→ Given task: Your task is to copy every record exactly.

— START OF Information given —

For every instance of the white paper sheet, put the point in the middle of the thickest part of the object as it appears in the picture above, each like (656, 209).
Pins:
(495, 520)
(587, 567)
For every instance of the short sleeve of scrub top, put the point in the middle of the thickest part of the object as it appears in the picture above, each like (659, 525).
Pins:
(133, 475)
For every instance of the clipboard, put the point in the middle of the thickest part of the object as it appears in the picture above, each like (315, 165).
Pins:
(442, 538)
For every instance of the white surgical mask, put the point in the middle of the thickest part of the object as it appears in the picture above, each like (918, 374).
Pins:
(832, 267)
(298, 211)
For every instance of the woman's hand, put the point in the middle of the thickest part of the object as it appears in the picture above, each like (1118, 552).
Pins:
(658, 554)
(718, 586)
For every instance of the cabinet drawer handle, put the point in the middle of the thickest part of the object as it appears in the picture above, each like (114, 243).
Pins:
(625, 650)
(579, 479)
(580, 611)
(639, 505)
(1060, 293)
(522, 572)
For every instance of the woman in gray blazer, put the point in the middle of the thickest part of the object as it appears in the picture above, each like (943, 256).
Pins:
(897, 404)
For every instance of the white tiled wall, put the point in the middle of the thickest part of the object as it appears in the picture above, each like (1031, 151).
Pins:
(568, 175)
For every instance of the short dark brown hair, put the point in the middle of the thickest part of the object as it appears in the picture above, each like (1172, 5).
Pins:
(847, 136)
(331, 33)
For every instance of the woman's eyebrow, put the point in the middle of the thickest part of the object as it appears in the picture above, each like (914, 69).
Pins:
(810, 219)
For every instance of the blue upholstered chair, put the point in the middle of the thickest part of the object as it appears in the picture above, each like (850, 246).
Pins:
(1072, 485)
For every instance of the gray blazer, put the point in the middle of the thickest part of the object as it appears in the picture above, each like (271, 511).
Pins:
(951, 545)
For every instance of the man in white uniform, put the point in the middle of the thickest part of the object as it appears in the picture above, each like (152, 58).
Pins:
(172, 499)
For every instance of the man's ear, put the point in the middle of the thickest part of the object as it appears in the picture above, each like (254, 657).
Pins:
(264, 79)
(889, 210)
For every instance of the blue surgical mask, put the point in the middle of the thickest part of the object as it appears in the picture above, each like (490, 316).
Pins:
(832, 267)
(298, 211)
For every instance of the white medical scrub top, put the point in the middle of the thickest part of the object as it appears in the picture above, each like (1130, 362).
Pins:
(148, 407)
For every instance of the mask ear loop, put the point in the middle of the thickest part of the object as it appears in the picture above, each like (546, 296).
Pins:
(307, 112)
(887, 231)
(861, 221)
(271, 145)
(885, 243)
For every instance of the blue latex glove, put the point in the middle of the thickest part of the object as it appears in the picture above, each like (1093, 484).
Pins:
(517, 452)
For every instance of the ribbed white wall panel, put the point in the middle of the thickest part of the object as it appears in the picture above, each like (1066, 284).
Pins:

— END OF Information given —

→ Problem solution:
For every instance of the white paper sheet, put the point in the middle of the thickest part of the object as it appears in the picture above, each like (656, 209).
Pins:
(495, 520)
(587, 567)
For every instance of the short sleeve of scrub top, put the point in the middle of the thickest part of the object as it appears in the picture above, each like (659, 525).
Pins:
(133, 475)
For every instance of the clipboard, put the point in the middle of the thickest part of the object as it appears in the picture above, each like (315, 165).
Pins:
(442, 538)
For every instance of the white surgical mask, put the point in the middle of the thickest part of the object as it appears in the picture above, each like (918, 374).
Pins:
(832, 267)
(298, 211)
For every instance of the woman's hand, put the point in the middle of the thickest part of the object as it appears in the picture above, each like (1118, 552).
Pins:
(658, 554)
(718, 586)
For every instance of the cabinet drawer handle, put the point in the middle of the thickest part of the object as it appears in the picture above, each like (114, 243).
Pins:
(625, 650)
(579, 479)
(580, 611)
(639, 505)
(1060, 293)
(522, 572)
For every instance of the woman in gray blazer, put the point in the middle of the thickest part of the object as it appears in the picture above, each like (943, 256).
Pins:
(897, 404)
For every instance of the white tiled wall, put the point in the middle of the thickest part of the object as it appears in the picture above, each like (1031, 151).
Pins:
(568, 175)
For every instance of the short dark brown hair, put the point in the middle of the thickest part of the object as it appears in the picture above, each like (1172, 5).
Pins:
(847, 136)
(331, 33)
For every instance of the woman's eyebrow, put the point in the middle of the thickest part of the object as it appears in the picture above, each like (914, 69).
Pins:
(810, 219)
For every instance of the blue upholstered chair, put the point in the middle of the thickest part of the object as it appears in the picture above, each like (850, 246).
Pins:
(1072, 485)
For every instance of the gray blazer, put the point in the middle of the thickest part of the object as it appears in the picture above, each like (271, 511).
Pins:
(951, 545)
For every instance of the man in white uniform, put the point in the middle of the thickest part of the object as it appears in the picture above, each like (152, 58).
Pins:
(172, 499)
For every instance of the man's ear, put the point in the middle of the thickest part of the object as it appears in the picture above, each like (254, 657).
Pins:
(264, 79)
(889, 210)
For every instance of the blue surgical mask, put the point in the middle of the thickest part of the object as it appears in the picture above, each like (490, 316).
Pins:
(832, 267)
(298, 211)
For every instance of the white medical scrub top, put the point in the middle of the thickest part of the object as it appears in the picture above, each like (1130, 362).
Pins:
(148, 407)
For every instance of the mask ear loop, put the point in the middle of the thickest part of the object as it appears in the picture above, each like (546, 296).
Pins:
(307, 112)
(887, 231)
(861, 221)
(271, 145)
(885, 243)
For every instance of the blue latex glove, put the point in the middle of the thickest part of the object as it appears in the picture above, each like (1093, 484).
Pins:
(517, 452)
For every instance of the ribbed white wall panel, put the point in the middle of the thickest part of the object as it appears in the picture above, each like (1066, 284).
Pins:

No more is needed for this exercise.